When matrix inversion with very large CD becomes computationally prohibitive, the system can instead apply gradient-descent techniques for a solution. The gradient can be evaluated by Aw−B. There is no matrix inversion involved in each evaluation, and the most expensive step inside is to construct the matrix A once only. Usually it would take hundreds of iterations for a gradient-descent package to get close to the minimum. Note that this is a convex optimization problem with a unique solution at a minimum.

5. Overview of Method for Training a Model for Recommending an Ad for a User

FIG. 3 is a flowchart of a method 300 for training a model for recommending an ad (e.g., item) for a user, in accordance with some embodiments. The steps of the method 300 may be carried out by one or more devices of the system 100 of FIG. 1.
The method 300 starts in a step 305 where the system constructs one or more user profiles. Each user profile is represented by a user feature set including user attributes. The user attributes are data about one or more users. For example, user attributes may include user inputted data including without limitation demographic information, such as age, gender, residence, etc. User profile construction is discussed in more detail above in Subsection 4.1.

WHAT YOU NEED TO DO:
1. Render this sentence from the ad recommendation passage in Spanish: "Usually it would take hundreds of iterations for a gradient-descent package to get close to the minimum."
2. In the ad recommendation passage, what does the system do in step 305 of method 300?
3. Resume the ad recommendation passage, picking up right after its final sentence.

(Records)

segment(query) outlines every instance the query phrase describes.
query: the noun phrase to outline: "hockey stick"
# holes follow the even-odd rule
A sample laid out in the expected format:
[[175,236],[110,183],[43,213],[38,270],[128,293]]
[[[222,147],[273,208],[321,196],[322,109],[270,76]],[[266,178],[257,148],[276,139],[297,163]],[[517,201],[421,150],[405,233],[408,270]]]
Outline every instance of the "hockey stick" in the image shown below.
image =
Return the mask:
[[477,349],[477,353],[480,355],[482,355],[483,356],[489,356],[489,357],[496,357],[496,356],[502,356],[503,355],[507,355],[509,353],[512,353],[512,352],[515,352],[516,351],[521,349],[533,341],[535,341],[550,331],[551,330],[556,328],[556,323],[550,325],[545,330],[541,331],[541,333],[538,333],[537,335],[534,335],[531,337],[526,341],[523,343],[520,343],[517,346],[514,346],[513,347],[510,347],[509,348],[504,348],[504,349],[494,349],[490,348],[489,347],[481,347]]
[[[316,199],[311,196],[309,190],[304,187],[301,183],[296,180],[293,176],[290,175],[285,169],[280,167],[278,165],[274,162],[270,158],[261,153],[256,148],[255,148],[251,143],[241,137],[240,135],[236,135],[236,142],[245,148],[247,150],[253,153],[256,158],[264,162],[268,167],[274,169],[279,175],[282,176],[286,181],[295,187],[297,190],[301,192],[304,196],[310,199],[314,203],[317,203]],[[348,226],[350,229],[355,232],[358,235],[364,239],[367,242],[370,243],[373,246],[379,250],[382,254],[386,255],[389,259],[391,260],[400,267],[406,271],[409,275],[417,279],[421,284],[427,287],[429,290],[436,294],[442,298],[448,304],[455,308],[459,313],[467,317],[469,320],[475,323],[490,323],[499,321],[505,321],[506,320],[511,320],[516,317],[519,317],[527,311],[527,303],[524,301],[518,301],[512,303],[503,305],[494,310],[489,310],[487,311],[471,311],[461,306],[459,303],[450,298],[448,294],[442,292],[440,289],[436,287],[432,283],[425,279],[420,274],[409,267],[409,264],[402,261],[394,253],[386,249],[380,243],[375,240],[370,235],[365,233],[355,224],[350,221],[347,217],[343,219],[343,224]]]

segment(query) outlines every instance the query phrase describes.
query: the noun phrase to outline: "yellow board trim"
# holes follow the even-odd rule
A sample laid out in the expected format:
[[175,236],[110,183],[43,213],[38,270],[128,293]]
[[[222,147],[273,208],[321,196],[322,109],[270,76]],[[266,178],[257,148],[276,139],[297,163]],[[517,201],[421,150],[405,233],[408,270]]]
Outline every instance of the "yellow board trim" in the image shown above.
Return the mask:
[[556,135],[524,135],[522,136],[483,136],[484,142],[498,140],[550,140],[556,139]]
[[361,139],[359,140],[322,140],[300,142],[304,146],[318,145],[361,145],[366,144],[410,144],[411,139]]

==

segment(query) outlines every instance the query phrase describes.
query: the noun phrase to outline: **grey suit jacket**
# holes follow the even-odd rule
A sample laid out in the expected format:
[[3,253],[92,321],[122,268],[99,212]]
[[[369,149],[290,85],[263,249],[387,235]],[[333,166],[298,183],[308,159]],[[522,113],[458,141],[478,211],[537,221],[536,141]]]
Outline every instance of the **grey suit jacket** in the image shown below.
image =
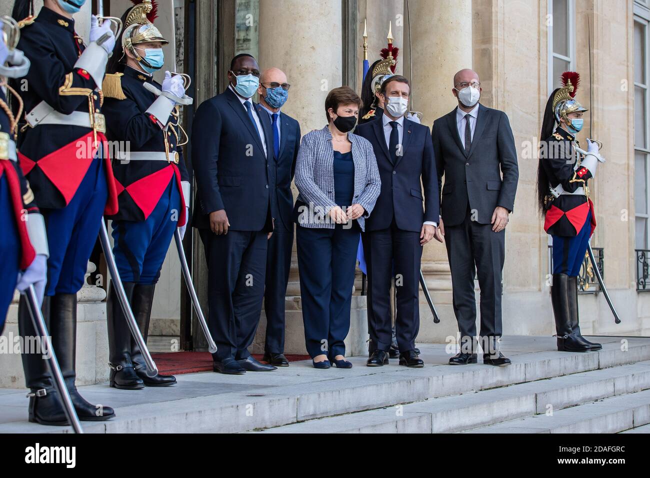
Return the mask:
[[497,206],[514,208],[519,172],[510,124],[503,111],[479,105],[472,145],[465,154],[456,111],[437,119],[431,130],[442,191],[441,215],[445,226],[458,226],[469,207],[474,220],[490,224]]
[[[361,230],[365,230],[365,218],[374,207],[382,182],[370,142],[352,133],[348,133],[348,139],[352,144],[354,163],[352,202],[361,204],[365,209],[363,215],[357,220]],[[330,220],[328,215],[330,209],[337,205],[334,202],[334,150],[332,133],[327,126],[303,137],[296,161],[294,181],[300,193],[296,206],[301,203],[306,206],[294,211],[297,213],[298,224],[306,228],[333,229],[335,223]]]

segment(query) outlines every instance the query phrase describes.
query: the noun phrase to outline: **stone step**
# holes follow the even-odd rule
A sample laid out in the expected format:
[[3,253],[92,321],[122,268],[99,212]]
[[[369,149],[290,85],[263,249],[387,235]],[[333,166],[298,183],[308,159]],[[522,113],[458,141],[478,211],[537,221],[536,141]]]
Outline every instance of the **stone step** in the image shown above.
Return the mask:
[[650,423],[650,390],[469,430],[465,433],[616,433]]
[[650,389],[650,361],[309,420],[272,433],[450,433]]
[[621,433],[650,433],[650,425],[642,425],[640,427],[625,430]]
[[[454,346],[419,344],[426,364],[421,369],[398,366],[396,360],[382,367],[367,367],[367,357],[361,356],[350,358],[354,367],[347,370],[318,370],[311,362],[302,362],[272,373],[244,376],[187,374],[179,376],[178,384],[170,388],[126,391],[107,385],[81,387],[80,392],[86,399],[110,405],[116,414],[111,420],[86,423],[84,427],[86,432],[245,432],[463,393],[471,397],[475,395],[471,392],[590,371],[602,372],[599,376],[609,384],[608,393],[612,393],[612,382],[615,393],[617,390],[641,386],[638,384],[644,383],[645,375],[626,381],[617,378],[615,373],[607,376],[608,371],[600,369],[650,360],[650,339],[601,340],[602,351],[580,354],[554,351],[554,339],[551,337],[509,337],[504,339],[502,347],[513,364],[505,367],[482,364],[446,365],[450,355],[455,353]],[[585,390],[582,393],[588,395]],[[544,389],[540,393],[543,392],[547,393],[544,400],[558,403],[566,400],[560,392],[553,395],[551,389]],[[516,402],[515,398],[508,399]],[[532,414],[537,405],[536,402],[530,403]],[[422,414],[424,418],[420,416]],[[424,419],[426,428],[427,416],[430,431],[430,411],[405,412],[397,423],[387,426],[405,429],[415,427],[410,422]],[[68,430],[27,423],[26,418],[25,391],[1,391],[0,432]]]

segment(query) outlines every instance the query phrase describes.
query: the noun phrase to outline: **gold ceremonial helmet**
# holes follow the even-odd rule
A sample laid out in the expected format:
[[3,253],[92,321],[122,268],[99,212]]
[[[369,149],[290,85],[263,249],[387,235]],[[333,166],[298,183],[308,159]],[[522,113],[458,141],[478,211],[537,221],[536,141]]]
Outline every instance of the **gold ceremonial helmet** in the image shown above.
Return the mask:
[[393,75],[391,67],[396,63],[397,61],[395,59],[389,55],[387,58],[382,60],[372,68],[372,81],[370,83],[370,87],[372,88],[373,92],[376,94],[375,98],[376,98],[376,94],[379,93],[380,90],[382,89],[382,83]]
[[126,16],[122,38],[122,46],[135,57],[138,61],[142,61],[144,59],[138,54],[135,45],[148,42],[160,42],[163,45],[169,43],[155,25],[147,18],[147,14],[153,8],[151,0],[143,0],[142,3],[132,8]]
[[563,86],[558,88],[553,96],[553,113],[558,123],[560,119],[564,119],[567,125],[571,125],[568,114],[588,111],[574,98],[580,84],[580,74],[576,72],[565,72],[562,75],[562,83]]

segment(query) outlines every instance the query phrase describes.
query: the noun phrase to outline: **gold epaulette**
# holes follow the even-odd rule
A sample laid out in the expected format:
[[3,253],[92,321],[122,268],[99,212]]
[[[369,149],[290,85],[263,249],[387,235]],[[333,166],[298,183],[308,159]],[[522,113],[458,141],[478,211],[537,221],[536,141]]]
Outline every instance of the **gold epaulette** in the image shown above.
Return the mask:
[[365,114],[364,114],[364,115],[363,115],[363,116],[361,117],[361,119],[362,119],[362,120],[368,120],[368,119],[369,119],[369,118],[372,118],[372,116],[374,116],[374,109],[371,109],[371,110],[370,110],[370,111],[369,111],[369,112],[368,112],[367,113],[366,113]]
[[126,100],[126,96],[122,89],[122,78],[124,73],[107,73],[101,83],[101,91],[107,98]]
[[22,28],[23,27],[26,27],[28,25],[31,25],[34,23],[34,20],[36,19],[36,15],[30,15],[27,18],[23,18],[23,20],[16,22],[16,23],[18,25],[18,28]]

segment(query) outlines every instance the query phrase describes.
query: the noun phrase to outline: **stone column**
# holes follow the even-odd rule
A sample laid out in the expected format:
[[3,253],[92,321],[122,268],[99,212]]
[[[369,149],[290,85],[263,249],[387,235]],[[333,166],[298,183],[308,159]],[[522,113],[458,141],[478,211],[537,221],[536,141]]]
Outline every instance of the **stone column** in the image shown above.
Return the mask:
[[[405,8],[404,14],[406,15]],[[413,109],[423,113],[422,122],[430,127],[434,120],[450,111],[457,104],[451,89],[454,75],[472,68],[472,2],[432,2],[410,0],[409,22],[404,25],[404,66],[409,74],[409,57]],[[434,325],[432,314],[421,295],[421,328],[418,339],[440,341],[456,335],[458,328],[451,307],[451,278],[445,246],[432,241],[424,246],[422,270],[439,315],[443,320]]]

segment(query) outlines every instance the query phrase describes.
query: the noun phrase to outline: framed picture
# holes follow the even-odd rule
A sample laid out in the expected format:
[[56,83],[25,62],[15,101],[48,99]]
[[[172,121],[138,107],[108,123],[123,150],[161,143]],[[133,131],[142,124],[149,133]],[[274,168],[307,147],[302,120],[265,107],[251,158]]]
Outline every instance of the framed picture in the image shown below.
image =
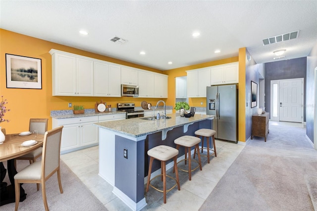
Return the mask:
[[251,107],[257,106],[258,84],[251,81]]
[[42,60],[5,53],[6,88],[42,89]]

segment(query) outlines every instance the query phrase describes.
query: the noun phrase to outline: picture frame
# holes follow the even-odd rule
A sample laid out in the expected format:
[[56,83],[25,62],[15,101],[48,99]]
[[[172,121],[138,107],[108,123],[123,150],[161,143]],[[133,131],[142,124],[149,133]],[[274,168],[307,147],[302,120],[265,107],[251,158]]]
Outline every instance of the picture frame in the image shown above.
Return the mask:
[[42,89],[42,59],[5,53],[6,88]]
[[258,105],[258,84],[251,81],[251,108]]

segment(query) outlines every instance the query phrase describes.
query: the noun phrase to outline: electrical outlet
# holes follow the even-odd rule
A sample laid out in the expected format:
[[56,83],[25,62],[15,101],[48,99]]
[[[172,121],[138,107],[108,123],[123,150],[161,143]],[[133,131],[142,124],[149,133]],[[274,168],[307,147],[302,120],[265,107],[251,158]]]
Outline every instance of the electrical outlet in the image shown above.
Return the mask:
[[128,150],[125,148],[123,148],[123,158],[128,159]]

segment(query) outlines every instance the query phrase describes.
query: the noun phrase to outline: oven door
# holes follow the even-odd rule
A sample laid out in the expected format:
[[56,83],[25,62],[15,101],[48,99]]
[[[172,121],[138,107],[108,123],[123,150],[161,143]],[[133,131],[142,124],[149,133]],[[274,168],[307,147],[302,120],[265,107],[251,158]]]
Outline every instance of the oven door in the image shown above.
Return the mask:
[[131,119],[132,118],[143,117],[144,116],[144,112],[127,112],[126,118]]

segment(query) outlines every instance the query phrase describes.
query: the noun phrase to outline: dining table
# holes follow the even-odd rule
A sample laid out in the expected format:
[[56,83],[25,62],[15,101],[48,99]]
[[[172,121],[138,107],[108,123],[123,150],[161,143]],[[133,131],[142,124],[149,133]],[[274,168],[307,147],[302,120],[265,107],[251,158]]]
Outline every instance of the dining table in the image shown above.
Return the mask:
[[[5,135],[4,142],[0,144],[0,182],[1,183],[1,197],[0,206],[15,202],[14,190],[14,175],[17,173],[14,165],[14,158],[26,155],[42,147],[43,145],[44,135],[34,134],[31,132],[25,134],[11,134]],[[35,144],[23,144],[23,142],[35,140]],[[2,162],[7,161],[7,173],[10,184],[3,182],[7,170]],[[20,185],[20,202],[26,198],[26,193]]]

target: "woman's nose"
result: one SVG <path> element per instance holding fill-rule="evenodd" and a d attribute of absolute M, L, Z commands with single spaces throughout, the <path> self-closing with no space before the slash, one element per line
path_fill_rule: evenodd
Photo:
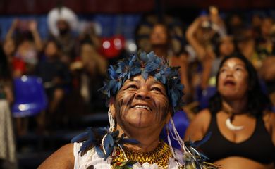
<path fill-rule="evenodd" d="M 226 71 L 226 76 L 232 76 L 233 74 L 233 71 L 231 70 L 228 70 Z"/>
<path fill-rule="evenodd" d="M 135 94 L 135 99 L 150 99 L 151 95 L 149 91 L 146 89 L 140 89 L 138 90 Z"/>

* * *

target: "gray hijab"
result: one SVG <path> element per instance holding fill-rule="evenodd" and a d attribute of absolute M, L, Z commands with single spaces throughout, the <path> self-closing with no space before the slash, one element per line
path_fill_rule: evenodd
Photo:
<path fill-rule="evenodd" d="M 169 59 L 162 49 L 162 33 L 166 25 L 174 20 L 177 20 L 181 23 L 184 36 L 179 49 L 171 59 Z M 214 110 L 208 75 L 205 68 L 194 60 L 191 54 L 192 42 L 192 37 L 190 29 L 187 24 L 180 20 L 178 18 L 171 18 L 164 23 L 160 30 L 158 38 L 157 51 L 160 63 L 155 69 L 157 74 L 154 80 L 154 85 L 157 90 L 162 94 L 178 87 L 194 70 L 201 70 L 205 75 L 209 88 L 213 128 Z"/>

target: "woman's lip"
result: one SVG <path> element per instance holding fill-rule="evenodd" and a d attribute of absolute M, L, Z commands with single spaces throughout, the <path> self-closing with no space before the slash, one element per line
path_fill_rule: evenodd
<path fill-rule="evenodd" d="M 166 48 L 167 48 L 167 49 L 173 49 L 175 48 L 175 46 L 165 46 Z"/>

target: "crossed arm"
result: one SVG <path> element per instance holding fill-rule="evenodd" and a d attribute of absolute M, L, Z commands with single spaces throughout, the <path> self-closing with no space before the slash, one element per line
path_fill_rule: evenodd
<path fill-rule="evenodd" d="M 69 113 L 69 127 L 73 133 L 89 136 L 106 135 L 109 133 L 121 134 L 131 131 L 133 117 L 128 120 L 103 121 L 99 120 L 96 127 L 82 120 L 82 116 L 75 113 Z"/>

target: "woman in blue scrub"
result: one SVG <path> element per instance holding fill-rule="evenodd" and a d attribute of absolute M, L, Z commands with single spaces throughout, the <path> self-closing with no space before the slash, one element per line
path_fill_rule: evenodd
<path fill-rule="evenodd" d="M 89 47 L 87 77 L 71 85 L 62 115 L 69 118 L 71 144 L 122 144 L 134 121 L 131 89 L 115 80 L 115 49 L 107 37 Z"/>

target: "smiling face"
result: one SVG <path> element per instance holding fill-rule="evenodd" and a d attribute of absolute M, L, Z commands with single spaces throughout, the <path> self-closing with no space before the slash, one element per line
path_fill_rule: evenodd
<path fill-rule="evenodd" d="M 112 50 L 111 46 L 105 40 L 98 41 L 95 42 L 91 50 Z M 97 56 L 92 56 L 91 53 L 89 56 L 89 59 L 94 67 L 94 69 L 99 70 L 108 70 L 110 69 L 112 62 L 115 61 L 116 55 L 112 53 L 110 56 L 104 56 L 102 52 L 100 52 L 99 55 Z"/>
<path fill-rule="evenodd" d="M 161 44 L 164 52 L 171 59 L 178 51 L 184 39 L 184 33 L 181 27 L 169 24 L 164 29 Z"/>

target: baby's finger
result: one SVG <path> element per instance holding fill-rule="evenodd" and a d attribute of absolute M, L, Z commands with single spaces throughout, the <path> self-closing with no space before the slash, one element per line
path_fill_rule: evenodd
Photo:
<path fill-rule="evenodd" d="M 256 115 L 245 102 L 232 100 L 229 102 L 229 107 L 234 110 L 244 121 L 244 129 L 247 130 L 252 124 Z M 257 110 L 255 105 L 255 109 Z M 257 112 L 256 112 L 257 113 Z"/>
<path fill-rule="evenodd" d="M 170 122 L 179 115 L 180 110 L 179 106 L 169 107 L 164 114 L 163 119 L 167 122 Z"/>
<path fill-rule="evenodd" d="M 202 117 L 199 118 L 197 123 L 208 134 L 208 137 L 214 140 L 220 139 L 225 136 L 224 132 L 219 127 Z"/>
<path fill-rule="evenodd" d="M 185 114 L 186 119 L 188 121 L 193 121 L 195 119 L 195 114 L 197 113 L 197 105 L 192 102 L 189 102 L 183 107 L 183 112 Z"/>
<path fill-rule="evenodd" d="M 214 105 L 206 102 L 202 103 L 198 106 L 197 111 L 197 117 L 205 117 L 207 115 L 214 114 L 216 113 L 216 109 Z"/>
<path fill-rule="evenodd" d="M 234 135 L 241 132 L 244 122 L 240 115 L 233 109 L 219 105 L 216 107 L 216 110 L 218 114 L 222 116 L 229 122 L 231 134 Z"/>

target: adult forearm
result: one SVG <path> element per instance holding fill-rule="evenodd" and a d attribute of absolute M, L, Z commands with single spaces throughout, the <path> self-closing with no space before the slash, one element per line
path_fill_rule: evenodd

SET OF ANSWERS:
1. Normalmente, un paquete de descenso de gradiente necesitaría cientos de iteraciones para acercarse al mínimo.

2. It constructs one or more user profiles.

3.
The method 300 then moves to a step 310 where the system constructs one or more item profiles. Each item profile is represented by an item feature set including item attributes. The item attributes are data about one or more items that are subjects of ads. For example, item attributes may include without limitation product name, service name, company name, manufacturer, genre, production year, etc. Item profile construction is discussed in more detail above in Subsection 4.1.
Next, in a step 315, the system receives one or more historical item ratings given by one or more users. A historical rating is a score, defined by one or more users, that indicates the degree to which one or more users like an item (e.g., product and/or service). The historical item ratings may be used to estimate popularity/quality of the one or more items. For example, historical item ratings may be indexed by averaged ratings (e.g., scores) in various user segments, where user segments may be defined by demographical descriptors or advanced conjoint analysis. Historical item ratings are discussed in more detail above in Subsection 4.1.
The method 300 then proceeds to a step 320 where the system generates one or more preference scores (e.g., affinity scores) by modeling the user profiles, the item profiles and the historical ratings. Modeling includes comprehensively comparing one or more combinations of the user feature sets, the item feature sets and the historical ratings. This modeling utilizes pairwise preference, which is discussed in more detail above in Subsection 4.2.
Next, in a decision operation 330, the system determines if there are any news users and/or ads. If the system determines that there are new users and/or ads, then the system returns to the step 305 where the system receives attributes. However, if the system determines in the decision operation 330 that there are no new users and/or ads, then the method 300 concludes.
Note that the method 300 may include other details and steps that are not discussed in this method overview. Other details and steps are discussed with reference to the appropriate figures and may be a part of the method 300, depending on the embodiment.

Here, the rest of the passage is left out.